AUFGABE A => Wiederhole aus dem Textauszug wortgetreu den Abschnitt von "Wie den Behandlungsunterlagen" bis "medizinische Standards verstößt.".
AUFGABE B =>
Beantworte anhand des Textauszugs:
(i) Bis zu welchem Datum erfolgte die psychotherapeutische Behandlung?
(ii) Von welchem Datum ist die Stellungnahme der Ärztin des MDK?
(iii) Was bot die stationäre Behandlung nach der Prognose der Krankenhausärzte erstmals die realistische Chance, dem Versicherten zu vermitteln?

AUSGEWÄHLTER TEXTAUSZUG =>
━━━━━━━━━━━━━━━━
Wie den Behandlungsunterlagen zu entnehmen ist, erfolgte eine psychotherapeutische Behandlung bis zum Zeitpunkt der Entlassung am 05. Juni 2001. Soweit die Ärztin Hdes MDK in ihrer Stellungnahme vom 08. Juni 2005 rügt, diese sei nicht intensiv genug gewesen, (um den alsbald erfolgten Rückfall zu verhindern), mag sie Recht haben. Insoweit mögen die Krankenhausärzte die noch erforderlichen Maßnahmen unterschätzt haben. Dies ändert jedoch nichts daran, dass die Prognose der Krankenhausärzte, eine stationäre Behandlung biete aus den o. g. Gründen im Unterschied zur wenig aussichtsreichen, weil auch vom Versicherten nicht angenommenen, ambulanten Behandlung zum damaligen Zeitpunkt erstmals die realistische Chance, dem Versicherten die nötige Krankheitseinsicht zu vermitteln, nicht gegen medizinische Standards verstößt.
━━━━━━━━━━━━━━━━
DATENSÄTZE =>
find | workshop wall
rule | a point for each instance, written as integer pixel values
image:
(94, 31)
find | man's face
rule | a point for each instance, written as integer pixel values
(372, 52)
━━━━━━━━━━━━━━━━
LÖSUNG A =>
Wie den Behandlungsunterlagen zu entnehmen ist, erfolgte eine psychotherapeutische Behandlung bis zum Zeitpunkt der Entlassung am 05. Juni 2001. Soweit die Ärztin Hdes MDK in ihrer Stellungnahme vom 08. Juni 2005 rügt, diese sei nicht intensiv genug gewesen, (um den alsbald erfolgten Rückfall zu verhindern), mag sie Recht haben. Insoweit mögen die Krankenhausärzte die noch erforderlichen Maßnahmen unterschätzt haben. Dies ändert jedoch nichts daran, dass die Prognose der Krankenhausärzte, eine stationäre Behandlung biete aus den o. g. Gründen im Unterschied zur wenig aussichtsreichen, weil auch vom Versicherten nicht angenommenen, ambulanten Behandlung zum damaligen Zeitpunkt erstmals die realistische Chance, dem Versicherten die nötige Krankheitseinsicht zu vermitteln, nicht gegen medizinische Standards verstößt.

LÖSUNG B =>
(i) Bis zum 05. Juni 2001, dem Zeitpunkt der Entlassung.
(ii) Vom 08. Juni 2005.
(iii) Die nötige Krankheitseinsicht.